Читать книгу «Полное собрание рецензий» онлайн полностью📖 — С. Гедройца — MyBook.
image

III
Март

Харри Мулиш. Зигфрид: Черная идиллия

Перевод с нидерландского Светланы Князьковой. М.: Текст, 2003.

Нет, в самом деле интересно: вот родись у Гитлера сын (предположим, от Евы Браун) и узнай Гитлер (допустим, гестапо ему подсунуло поддельный документ), что прабабушка этой самой Евы была еврейка – как, по-вашему, поступило бы это непостижимое существо со своим ребенком и с его матерью?

◆ КОРОТКОЕ ЗАДАНИЕ 1: Кто перевел роман «Зигфрид» с нидерландского, согласно рецензии?
◆ КОРОТКОЕ ЗАДАНИЕ 2: Воспроизведите без изменений фрагмент рецензии между словами «Перевод с нидерландского» и «с его матерью?» включительно.
◆ КОРОТКОЕ ЗАДАНИЕ 3: Продолжите рецензию на роман «Зигфрид», начиная сразу после ее последней фразы.
Данные ниже — самостоятельный материал, к рецензии они не относятся.

◆ ИСХОДНЫЕ ДАННЫЕ:
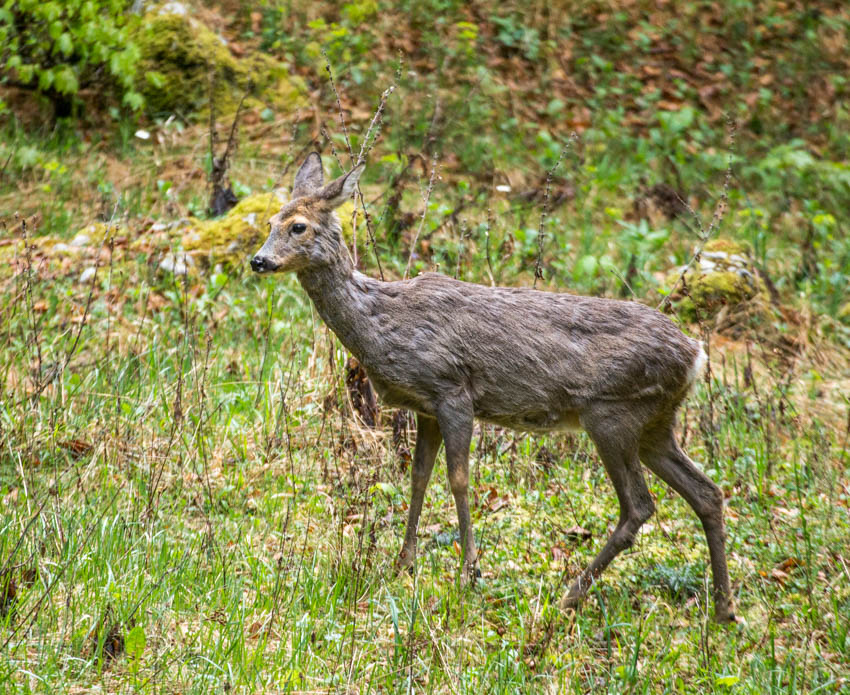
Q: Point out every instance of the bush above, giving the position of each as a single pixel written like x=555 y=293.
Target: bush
x=58 y=48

◆ ОТВЕТ НА ЗАДАНИЕ 1: Светлана Князькова.

◆ ОТВЕТ НА ЗАДАНИЕ 2:
Перевод с нидерландского Светланы Князьковой. М.: Текст, 2003.

Нет, в самом деле интересно: вот родись у Гитлера сын (предположим, от Евы Браун) и узнай Гитлер (допустим, гестапо ему подсунуло поддельный документ), что прабабушка этой самой Евы была еврейка – как, по-вашему, поступило бы это непостижимое существо со своим ребенком и с его матерью?

◆ ОТВЕТ НА ЗАДАНИЕ 3:
То есть лично-то я, как человек по происхождению советский, ничего особенно непостижимого тут не нахожу. И ответ мне известен заранее. Верней, так: никого из этих всех злодеев, начиная хоть с Нерона, по-настоящему не понимаю и понимать не хочу, а вот вычислить их приказы, исходя из обстановки, – легко. По-видимому, тиран или там диктатор, в отличие от нормальных людей – и от ненормальных, от людей вообще, – поступает всегда целесообразно. Другое дело, что у него за цель; предполагаю – осуществить, разыграть в реальности какую-то фантазию о самом себе, столь примитивно-интимную, что она несовместима с жизнью кое-кого из нас, а то и большинства. Эта фантазия действительно составляет неотчуждаемую тайну тирана. Раскрывшись, она наверняка и сразу сделала бы его смешным – и, значит, погубила бы. Тиран наводит страх, чтобы спастись от смеха, – Набоков прав. Инстинктивное презрение тут равняется интуитивному прозрению; во всяком случае, верней подводит к сути, чем самый напряженный анализ.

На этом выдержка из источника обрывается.